[Lines from an annotation dataset]

▬▬▬▬▬▬

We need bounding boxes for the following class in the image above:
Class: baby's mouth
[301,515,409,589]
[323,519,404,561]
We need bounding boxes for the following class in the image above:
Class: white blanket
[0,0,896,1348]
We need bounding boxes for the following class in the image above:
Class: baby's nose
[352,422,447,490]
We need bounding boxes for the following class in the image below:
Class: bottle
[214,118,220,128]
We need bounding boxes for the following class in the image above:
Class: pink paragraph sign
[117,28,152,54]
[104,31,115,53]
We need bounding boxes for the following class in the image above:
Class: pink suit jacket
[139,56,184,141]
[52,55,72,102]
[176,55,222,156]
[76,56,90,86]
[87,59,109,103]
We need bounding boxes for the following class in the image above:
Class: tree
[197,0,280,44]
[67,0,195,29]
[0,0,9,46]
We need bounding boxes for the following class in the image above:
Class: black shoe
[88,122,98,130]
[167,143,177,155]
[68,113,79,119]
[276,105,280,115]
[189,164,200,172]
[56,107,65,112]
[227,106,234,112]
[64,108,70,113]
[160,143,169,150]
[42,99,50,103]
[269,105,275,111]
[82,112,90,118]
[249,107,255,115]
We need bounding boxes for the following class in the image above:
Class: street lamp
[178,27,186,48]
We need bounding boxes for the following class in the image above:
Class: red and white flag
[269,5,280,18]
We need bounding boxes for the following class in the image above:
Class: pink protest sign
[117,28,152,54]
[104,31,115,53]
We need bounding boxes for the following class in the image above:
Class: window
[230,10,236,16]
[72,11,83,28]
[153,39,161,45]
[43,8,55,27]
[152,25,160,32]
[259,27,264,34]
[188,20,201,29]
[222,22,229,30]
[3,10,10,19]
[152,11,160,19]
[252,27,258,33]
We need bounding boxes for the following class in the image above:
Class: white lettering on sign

▬▬▬▬▬▬

**DIRECTIVE**:
Count the lines above that contain the string "pink", treating case as significant, and reply with only the number.

**RESULT OF THE TASK**:
3